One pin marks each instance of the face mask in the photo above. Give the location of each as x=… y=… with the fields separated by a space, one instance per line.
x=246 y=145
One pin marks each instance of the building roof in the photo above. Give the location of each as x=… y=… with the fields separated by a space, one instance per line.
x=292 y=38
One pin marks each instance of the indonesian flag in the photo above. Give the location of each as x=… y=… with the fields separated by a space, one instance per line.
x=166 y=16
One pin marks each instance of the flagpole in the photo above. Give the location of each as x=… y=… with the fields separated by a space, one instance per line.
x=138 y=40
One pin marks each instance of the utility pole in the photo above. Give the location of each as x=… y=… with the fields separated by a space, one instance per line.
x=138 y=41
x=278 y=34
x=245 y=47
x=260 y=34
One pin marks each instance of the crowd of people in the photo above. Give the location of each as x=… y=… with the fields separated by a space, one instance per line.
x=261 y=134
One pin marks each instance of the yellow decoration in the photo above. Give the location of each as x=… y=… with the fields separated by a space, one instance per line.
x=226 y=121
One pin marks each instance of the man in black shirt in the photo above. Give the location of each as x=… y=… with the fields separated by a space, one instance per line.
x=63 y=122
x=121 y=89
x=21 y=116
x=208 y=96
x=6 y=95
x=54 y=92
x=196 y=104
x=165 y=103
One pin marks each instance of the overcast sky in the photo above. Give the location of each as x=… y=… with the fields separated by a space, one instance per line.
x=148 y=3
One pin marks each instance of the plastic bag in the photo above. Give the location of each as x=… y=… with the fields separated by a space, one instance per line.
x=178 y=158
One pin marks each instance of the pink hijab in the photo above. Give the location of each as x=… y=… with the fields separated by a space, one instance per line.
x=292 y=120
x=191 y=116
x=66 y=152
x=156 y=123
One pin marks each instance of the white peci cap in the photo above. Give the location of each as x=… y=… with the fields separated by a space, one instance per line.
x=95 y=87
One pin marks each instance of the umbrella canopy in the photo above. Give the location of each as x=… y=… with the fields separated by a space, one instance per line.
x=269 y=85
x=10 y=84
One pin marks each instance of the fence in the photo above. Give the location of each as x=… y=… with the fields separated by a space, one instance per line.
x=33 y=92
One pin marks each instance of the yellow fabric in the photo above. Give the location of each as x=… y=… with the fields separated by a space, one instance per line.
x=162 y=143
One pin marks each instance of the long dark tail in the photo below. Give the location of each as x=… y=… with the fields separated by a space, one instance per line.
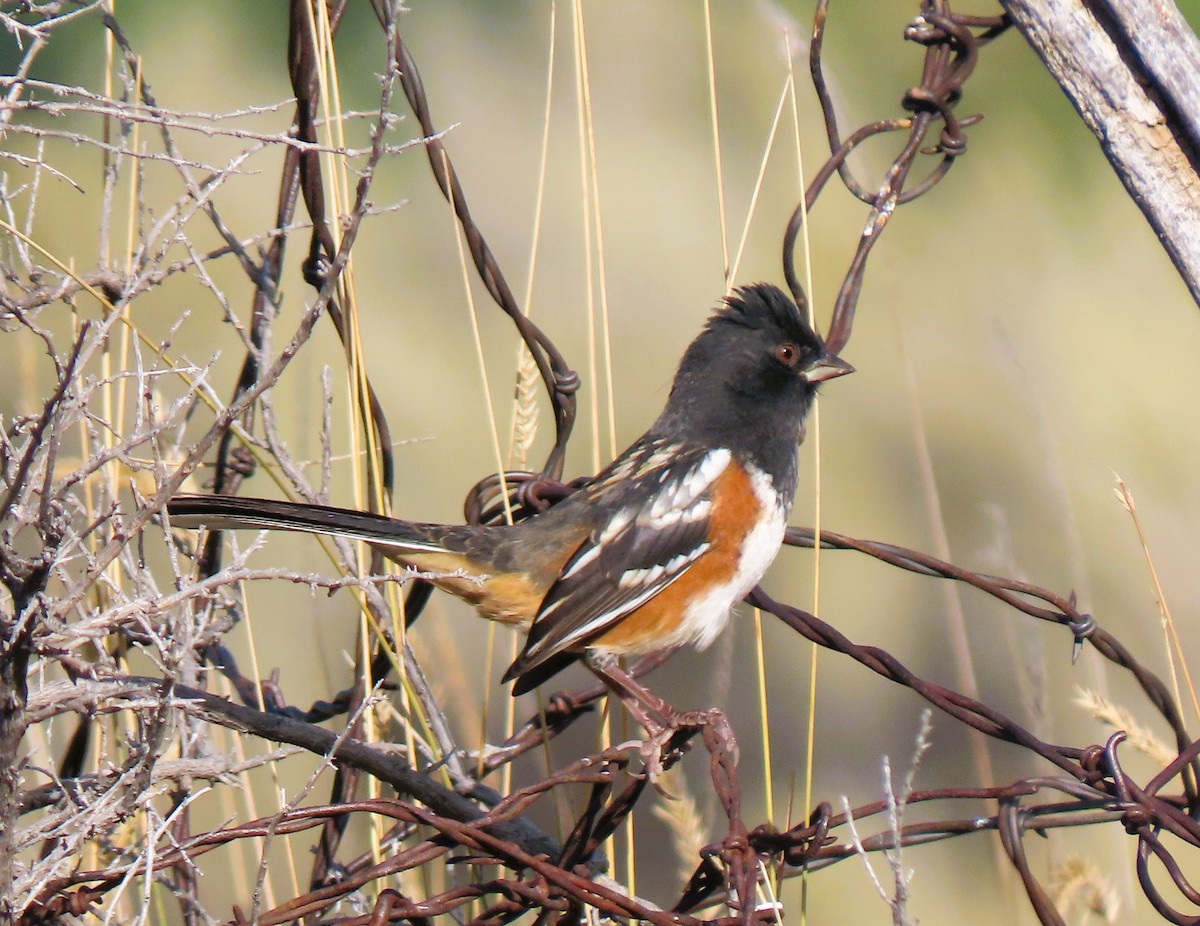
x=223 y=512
::::::::
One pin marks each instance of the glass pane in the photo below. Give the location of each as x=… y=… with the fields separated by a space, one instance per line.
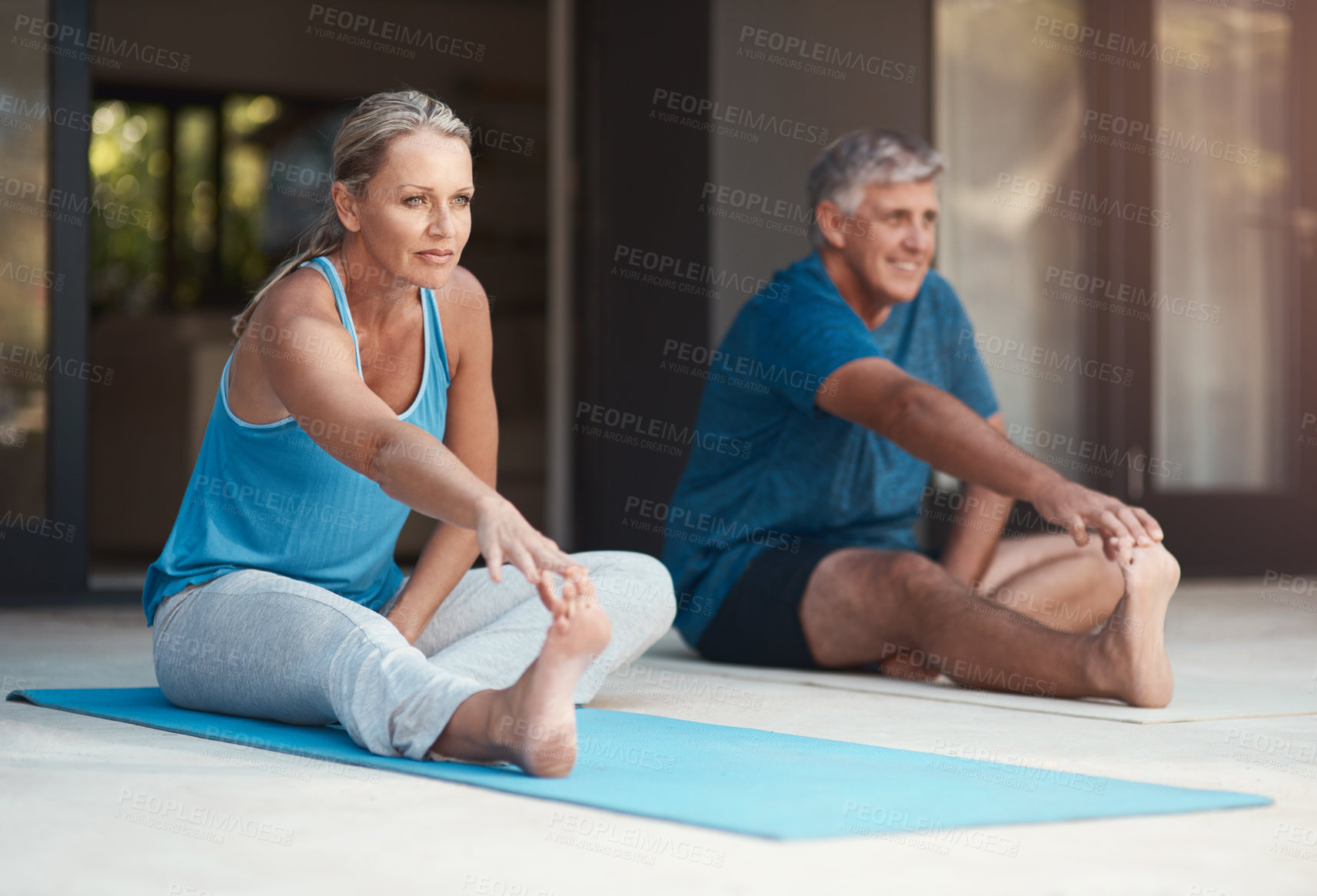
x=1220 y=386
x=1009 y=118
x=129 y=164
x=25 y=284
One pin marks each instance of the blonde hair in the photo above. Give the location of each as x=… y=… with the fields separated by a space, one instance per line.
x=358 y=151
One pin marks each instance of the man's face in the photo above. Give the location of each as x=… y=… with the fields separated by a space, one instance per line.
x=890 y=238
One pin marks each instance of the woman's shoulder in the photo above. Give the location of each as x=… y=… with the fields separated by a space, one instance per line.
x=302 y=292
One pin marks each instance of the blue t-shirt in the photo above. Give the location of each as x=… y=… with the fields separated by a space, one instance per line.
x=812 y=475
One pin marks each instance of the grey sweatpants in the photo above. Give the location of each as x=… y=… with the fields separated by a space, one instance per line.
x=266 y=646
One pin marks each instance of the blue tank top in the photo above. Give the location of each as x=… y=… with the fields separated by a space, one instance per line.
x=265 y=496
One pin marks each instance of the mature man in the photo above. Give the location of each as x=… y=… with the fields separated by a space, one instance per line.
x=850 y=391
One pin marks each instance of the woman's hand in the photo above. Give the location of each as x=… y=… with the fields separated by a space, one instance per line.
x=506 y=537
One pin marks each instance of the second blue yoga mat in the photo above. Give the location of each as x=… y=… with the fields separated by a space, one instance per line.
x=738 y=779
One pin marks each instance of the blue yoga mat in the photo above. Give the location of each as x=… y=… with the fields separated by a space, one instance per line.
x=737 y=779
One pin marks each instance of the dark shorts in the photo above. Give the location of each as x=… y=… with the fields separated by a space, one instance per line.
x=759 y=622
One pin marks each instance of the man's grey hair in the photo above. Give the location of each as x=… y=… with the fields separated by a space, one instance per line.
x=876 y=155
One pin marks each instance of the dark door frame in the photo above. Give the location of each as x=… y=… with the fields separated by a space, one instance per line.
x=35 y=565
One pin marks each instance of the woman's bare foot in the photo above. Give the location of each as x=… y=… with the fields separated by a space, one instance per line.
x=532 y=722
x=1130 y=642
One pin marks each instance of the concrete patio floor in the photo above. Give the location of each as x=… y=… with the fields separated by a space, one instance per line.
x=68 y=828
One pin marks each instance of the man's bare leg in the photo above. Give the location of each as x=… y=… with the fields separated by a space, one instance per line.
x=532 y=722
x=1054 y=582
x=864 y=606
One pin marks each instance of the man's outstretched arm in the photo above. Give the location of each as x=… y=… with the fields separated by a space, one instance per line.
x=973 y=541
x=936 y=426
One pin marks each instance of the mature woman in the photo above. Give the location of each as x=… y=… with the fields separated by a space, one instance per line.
::::::::
### TASK OBJECTIVE
Set out the records from the line containing "One pin marks each instance of the glass" through the line containing "x=506 y=537" as a numbered list, leaving out blank lines and pictures.

### FINAL RESULT
1. One pin marks each instance of the glass pane in the photo below. Give the location of each as x=… y=… with the fields separated by a space, one instance per line.
2. x=1220 y=386
3. x=1009 y=118
4. x=129 y=164
5. x=25 y=284
6. One pin marks each instance of the blonde hair in the photo above. Give the location of each as x=… y=… with the fields separated by a space, one instance per line.
7. x=358 y=151
8. One pin marks each instance of the man's face in the photo above. Give the location of each as x=… y=… with the fields separated by a space, one instance per line.
9. x=890 y=238
10. One pin marks each instance of the woman's shoulder in the photo above. Give the location of each as x=… y=… with the fields separated by a space, one instance per line.
11. x=302 y=292
12. One pin marks each instance of the blue t-shirt in the photo above. Give the location of each as x=… y=… with the fields separated by a space, one instance per line.
13. x=812 y=475
14. One pin marks each instance of the grey sweatpants in the photo above. Give the location of each as x=… y=… with the fields separated by a space, one instance per line.
15. x=266 y=646
16. One pin marks each instance of the blue tank top in the photo above. Give the location of each as x=… y=… with the fields separated by a space, one instance per line.
17. x=265 y=496
18. One pin marks each instance of the mature man in the photo above. Give the location of each as x=… y=… with the fields separated by a space, one instance per line.
19. x=850 y=391
20. One pin marks each instance of the woman's hand in the photo above. Give the location of each as x=… y=… with the fields separated by a space, one instance per line.
21. x=506 y=537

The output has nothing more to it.